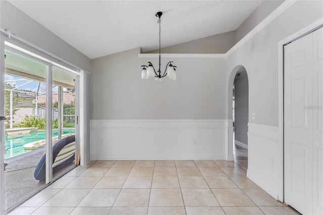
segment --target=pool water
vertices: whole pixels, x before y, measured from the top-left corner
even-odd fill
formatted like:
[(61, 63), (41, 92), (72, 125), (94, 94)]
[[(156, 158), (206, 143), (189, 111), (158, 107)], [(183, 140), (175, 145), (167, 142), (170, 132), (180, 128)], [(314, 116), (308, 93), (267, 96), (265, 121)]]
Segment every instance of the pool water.
[[(74, 134), (75, 133), (74, 128), (64, 128), (62, 129), (62, 134)], [(58, 136), (58, 129), (52, 130), (52, 137)], [(46, 130), (38, 130), (37, 132), (31, 133), (19, 137), (8, 138), (5, 137), (6, 147), (8, 150), (5, 155), (5, 159), (8, 159), (15, 156), (19, 155), (30, 151), (26, 151), (23, 147), (25, 144), (36, 142), (46, 139)]]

* * *

PROBLEM DESCRIPTION.
Rewrite the records above as a Markdown table with the columns "Row" and "Line", giving each nonblank line its own numbered row. Omit blank lines and leave the pictures out.

EXERCISE ANSWER.
| Row | Line |
|---|---|
| 1 | segment --target=pool water |
| 2 | vertices: whole pixels, x before y, measured from the top-left corner |
| 3 | even-odd fill |
| 4 | formatted like: |
| 5 | [(61, 63), (41, 92), (72, 125), (94, 94)] |
| 6 | [[(156, 158), (206, 143), (189, 111), (158, 107)], [(183, 140), (175, 145), (167, 142), (170, 132), (180, 128)], [(314, 116), (308, 93), (267, 96), (265, 121)]] |
| 7 | Segment every instance of the pool water. |
| 8 | [[(74, 134), (75, 133), (74, 128), (64, 128), (62, 129), (62, 134)], [(58, 136), (58, 129), (52, 130), (52, 137)], [(46, 130), (38, 130), (37, 132), (31, 133), (19, 137), (8, 138), (5, 137), (6, 147), (8, 150), (5, 155), (5, 159), (8, 159), (15, 156), (19, 155), (30, 151), (26, 151), (23, 147), (25, 144), (36, 142), (46, 139)]] |